+++ DATA FOR THIS TASK +++

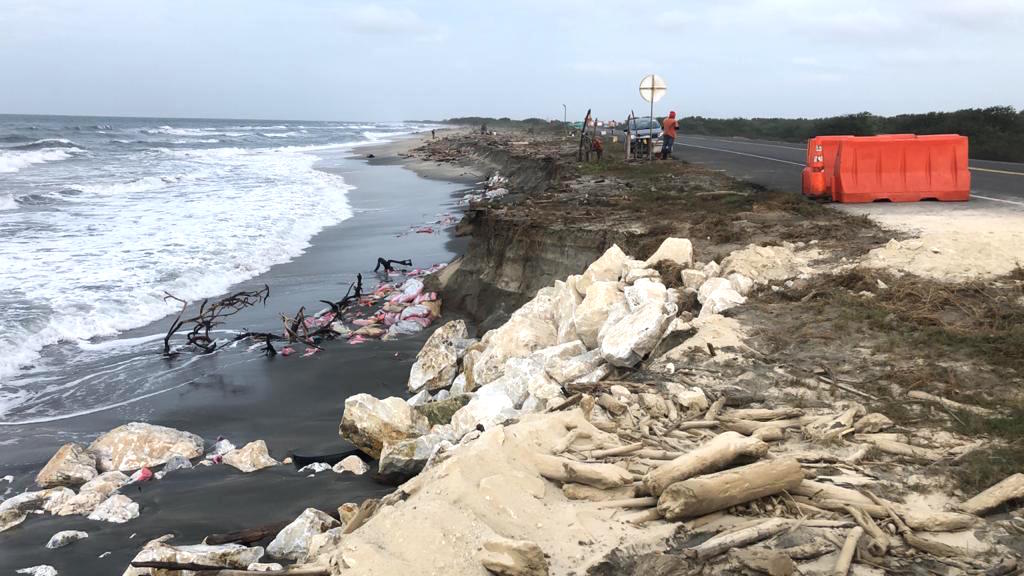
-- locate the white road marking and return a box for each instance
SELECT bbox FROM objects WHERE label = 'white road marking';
[971,194,1024,206]
[690,136,807,152]
[676,140,804,168]
[968,166,1024,176]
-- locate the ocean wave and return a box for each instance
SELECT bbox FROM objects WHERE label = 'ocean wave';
[0,148,82,173]
[0,147,352,385]
[0,138,82,151]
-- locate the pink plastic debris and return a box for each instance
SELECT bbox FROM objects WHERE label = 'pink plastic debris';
[130,466,153,484]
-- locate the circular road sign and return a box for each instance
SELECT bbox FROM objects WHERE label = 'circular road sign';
[640,74,669,102]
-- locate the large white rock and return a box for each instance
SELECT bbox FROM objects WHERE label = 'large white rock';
[544,348,604,384]
[339,394,429,458]
[88,494,138,524]
[726,272,754,296]
[123,535,263,576]
[378,434,443,479]
[577,244,630,295]
[266,508,339,566]
[331,454,370,476]
[55,470,129,516]
[625,278,669,312]
[572,281,627,348]
[680,269,708,290]
[224,440,281,472]
[0,486,75,516]
[409,320,469,393]
[697,278,746,317]
[36,442,99,488]
[601,297,670,368]
[472,308,558,386]
[478,537,548,576]
[623,268,662,284]
[0,508,29,532]
[646,238,693,268]
[89,422,203,471]
[555,276,583,343]
[452,384,517,439]
[46,530,89,550]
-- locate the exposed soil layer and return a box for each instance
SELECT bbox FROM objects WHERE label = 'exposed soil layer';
[414,133,892,325]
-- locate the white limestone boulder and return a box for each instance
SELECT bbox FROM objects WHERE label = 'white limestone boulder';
[46,530,89,550]
[644,238,693,268]
[408,320,469,394]
[378,434,444,479]
[224,440,281,472]
[452,384,518,439]
[478,537,548,576]
[601,297,670,368]
[679,269,708,290]
[472,315,558,387]
[331,454,370,476]
[88,494,138,524]
[124,535,263,576]
[697,278,746,317]
[89,422,203,471]
[339,394,428,458]
[266,508,340,566]
[544,348,604,384]
[55,470,129,516]
[624,278,669,312]
[554,276,583,343]
[36,442,99,488]
[572,281,628,348]
[577,244,630,295]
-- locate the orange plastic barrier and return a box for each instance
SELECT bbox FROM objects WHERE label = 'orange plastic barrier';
[826,134,971,203]
[802,134,915,198]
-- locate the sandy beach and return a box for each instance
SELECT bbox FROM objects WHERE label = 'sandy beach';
[0,131,476,575]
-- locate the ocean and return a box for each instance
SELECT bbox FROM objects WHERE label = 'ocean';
[0,116,430,424]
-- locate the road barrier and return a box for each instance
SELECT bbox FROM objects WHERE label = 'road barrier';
[803,134,971,203]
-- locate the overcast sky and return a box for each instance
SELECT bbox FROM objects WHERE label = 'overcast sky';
[0,0,1024,120]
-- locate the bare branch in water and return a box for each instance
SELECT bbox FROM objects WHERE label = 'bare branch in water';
[164,284,270,356]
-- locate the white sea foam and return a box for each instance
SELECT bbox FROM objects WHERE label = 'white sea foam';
[0,148,82,173]
[0,142,351,385]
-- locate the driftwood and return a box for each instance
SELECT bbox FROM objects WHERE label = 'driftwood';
[164,284,270,356]
[833,526,864,576]
[959,472,1024,515]
[203,521,291,545]
[643,431,768,496]
[685,518,794,562]
[536,454,633,488]
[196,565,331,576]
[657,458,804,520]
[906,390,993,416]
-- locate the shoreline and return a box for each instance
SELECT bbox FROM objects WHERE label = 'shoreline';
[0,131,479,574]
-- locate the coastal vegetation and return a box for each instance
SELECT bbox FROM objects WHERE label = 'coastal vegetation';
[679,106,1024,162]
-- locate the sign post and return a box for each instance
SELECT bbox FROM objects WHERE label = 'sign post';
[640,74,669,160]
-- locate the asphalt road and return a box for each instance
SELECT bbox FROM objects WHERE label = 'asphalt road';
[673,134,1024,207]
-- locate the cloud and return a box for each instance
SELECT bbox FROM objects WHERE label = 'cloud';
[342,3,447,41]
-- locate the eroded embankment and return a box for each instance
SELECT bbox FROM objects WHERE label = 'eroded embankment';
[423,134,891,329]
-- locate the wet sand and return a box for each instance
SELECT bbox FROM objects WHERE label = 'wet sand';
[0,133,477,576]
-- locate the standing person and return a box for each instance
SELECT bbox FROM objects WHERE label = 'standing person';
[662,111,679,160]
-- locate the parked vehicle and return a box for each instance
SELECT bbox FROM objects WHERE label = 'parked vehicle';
[623,117,662,157]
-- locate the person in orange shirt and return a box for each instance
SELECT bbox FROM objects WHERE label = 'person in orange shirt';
[662,111,679,160]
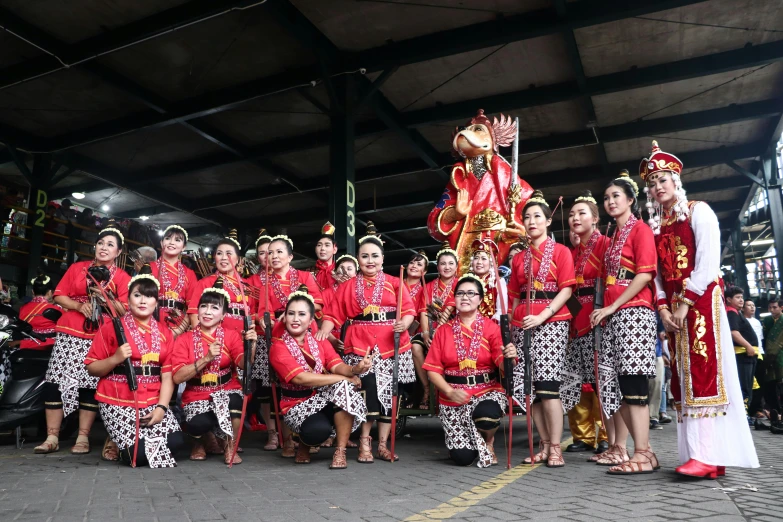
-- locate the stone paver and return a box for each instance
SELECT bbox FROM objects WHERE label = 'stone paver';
[0,410,783,522]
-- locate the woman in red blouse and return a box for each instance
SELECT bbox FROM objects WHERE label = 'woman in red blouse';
[316,222,416,463]
[470,239,508,323]
[248,228,280,451]
[508,190,576,467]
[84,274,185,468]
[411,243,458,409]
[590,170,660,475]
[269,292,372,469]
[258,236,324,337]
[19,274,63,350]
[560,190,613,461]
[35,227,130,455]
[172,279,257,464]
[424,274,517,468]
[150,225,198,337]
[188,230,253,332]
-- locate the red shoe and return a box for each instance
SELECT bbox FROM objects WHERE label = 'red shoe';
[674,459,725,479]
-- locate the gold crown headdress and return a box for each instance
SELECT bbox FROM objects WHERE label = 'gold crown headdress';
[527,190,549,208]
[614,169,639,197]
[272,234,294,248]
[256,228,272,246]
[574,190,598,205]
[454,272,487,294]
[359,221,383,245]
[163,221,188,243]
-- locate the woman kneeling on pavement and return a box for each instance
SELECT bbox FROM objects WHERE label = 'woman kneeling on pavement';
[174,277,256,464]
[84,266,184,468]
[424,274,517,468]
[269,291,372,469]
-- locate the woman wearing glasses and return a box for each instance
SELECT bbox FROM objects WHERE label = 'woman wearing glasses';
[424,274,517,468]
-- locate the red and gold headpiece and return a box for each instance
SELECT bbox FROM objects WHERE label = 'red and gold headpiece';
[639,140,682,183]
[470,239,499,257]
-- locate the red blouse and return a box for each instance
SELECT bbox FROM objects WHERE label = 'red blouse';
[603,219,658,310]
[54,261,130,339]
[508,238,576,327]
[269,333,343,415]
[84,319,173,408]
[188,274,252,332]
[422,317,503,406]
[571,232,609,337]
[150,258,201,327]
[171,330,245,406]
[19,297,60,350]
[324,275,416,359]
[416,277,459,314]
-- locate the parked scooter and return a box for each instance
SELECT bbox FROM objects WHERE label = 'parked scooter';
[0,307,62,448]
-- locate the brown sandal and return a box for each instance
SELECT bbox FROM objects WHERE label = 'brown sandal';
[329,448,348,469]
[356,436,375,464]
[595,445,629,466]
[294,442,310,464]
[546,444,565,468]
[101,437,120,462]
[606,449,661,475]
[377,438,400,462]
[522,440,552,465]
[223,439,242,466]
[264,430,280,451]
[33,430,60,455]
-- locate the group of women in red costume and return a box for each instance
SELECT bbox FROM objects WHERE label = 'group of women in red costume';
[22,138,758,477]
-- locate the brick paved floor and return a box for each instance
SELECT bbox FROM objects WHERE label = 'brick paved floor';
[0,410,783,522]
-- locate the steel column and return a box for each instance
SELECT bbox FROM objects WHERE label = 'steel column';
[329,75,357,255]
[761,149,783,299]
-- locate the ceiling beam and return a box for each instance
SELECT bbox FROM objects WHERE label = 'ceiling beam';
[0,0,261,89]
[24,1,728,152]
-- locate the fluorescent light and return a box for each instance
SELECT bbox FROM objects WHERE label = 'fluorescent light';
[742,239,775,246]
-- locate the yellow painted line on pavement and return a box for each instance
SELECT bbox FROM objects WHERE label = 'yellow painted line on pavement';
[404,438,574,522]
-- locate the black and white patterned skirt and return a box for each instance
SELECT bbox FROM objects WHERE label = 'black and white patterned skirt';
[283,381,367,433]
[438,391,507,468]
[184,390,243,439]
[512,321,569,408]
[343,346,416,415]
[100,403,180,468]
[598,306,656,417]
[560,332,595,411]
[46,332,98,417]
[250,337,272,388]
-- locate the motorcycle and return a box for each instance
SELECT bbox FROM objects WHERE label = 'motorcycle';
[0,306,62,449]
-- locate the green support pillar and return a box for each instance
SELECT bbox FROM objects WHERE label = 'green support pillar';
[25,154,52,283]
[762,150,783,299]
[329,75,362,255]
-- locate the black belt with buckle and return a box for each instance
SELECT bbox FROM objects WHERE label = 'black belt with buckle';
[158,299,188,312]
[353,311,397,323]
[443,370,499,386]
[187,372,231,386]
[112,364,160,377]
[282,388,313,399]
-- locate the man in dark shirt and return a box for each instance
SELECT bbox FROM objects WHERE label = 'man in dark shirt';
[726,286,759,418]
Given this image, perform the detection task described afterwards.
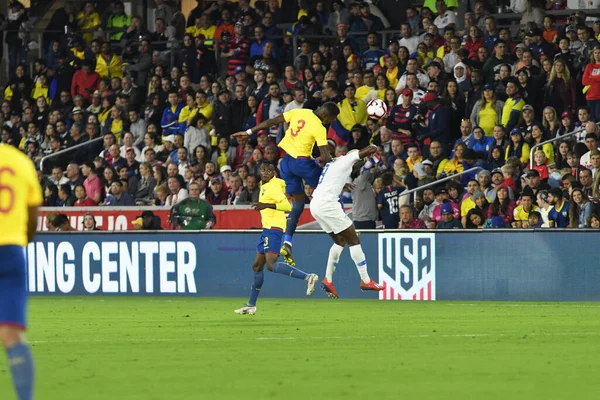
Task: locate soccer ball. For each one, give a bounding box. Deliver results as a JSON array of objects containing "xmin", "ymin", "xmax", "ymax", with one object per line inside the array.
[{"xmin": 367, "ymin": 99, "xmax": 387, "ymax": 119}]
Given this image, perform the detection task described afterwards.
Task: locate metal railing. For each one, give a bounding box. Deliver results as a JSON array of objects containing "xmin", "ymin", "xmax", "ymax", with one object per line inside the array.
[
  {"xmin": 400, "ymin": 167, "xmax": 484, "ymax": 203},
  {"xmin": 529, "ymin": 126, "xmax": 585, "ymax": 169},
  {"xmin": 40, "ymin": 136, "xmax": 104, "ymax": 172},
  {"xmin": 490, "ymin": 8, "xmax": 600, "ymax": 20}
]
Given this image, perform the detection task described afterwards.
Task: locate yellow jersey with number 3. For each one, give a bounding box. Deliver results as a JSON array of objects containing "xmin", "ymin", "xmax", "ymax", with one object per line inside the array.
[
  {"xmin": 0, "ymin": 144, "xmax": 43, "ymax": 247},
  {"xmin": 258, "ymin": 177, "xmax": 292, "ymax": 230},
  {"xmin": 279, "ymin": 108, "xmax": 327, "ymax": 158}
]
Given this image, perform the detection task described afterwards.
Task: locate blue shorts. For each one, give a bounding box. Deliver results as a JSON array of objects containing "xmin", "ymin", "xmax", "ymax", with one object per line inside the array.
[
  {"xmin": 256, "ymin": 229, "xmax": 283, "ymax": 254},
  {"xmin": 280, "ymin": 154, "xmax": 323, "ymax": 194},
  {"xmin": 0, "ymin": 246, "xmax": 27, "ymax": 329}
]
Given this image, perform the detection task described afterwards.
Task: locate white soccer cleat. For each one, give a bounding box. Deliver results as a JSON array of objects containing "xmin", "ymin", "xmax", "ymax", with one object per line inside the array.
[
  {"xmin": 306, "ymin": 274, "xmax": 319, "ymax": 296},
  {"xmin": 235, "ymin": 304, "xmax": 256, "ymax": 315}
]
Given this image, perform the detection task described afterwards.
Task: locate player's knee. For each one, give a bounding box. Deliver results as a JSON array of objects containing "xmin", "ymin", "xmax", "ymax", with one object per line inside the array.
[
  {"xmin": 289, "ymin": 198, "xmax": 304, "ymax": 221},
  {"xmin": 333, "ymin": 237, "xmax": 346, "ymax": 247},
  {"xmin": 252, "ymin": 263, "xmax": 264, "ymax": 272},
  {"xmin": 345, "ymin": 237, "xmax": 360, "ymax": 246},
  {"xmin": 0, "ymin": 325, "xmax": 25, "ymax": 349}
]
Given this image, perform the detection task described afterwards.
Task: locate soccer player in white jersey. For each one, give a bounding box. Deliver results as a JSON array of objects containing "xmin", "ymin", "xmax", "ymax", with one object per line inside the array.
[{"xmin": 310, "ymin": 145, "xmax": 383, "ymax": 299}]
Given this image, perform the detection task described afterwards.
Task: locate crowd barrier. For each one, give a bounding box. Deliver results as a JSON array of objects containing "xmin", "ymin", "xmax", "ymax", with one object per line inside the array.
[
  {"xmin": 26, "ymin": 230, "xmax": 600, "ymax": 301},
  {"xmin": 38, "ymin": 206, "xmax": 315, "ymax": 231}
]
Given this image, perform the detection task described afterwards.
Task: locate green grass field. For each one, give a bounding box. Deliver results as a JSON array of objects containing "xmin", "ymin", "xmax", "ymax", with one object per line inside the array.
[{"xmin": 0, "ymin": 297, "xmax": 600, "ymax": 400}]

+++

**AIM OF THE EXERCISE:** Copy the stretch from the line containing "-- locate the road" through the line containing "[673,134,1024,207]", swapping "driftwood" for "drift log" and changing nothing else.

**FINISHED EXERCISE:**
-- locate the road barrier and return a box for each instance
SELECT bbox FROM objects WHERE label = 'road barrier';
[803,134,971,203]
-- locate the overcast sky and return a box for each instance
SELECT bbox FROM objects WHERE label = 'overcast sky';
[0,0,1024,120]
-- locate the bare branch in water and return a box for each instance
SELECT bbox FROM objects WHERE label = 'bare branch in water';
[164,284,270,356]
-- locate the white sea foam and return a box for each instance
SELECT bbox FROM objects WHERE label = 'white sea foam';
[0,148,82,173]
[0,142,351,385]
-- locate the drift log and return a box for each instance
SELECT bbox FROM objects WHERE label = 'drift log';
[164,284,270,356]
[833,526,864,576]
[959,472,1024,515]
[203,521,291,545]
[643,431,768,496]
[685,518,794,562]
[536,454,633,488]
[196,565,331,576]
[657,458,804,520]
[906,390,993,416]
-- locate the shoreline and return a box for each instance
SELECT bbox FROM objects WHERE label = 'shoreline';
[0,131,479,574]
-- locate the coastal vegetation and return a box for each instance
SELECT bbox FROM objects WHERE label = 'coastal vegetation';
[679,106,1024,162]
-- locate the sign post and return a box for each instance
SELECT bbox FROM objects WHERE label = 'sign post';
[640,74,669,160]
-- locate the asphalt road and return a box for each instance
SELECT bbox FROM objects WHERE label = 'asphalt road';
[673,134,1024,207]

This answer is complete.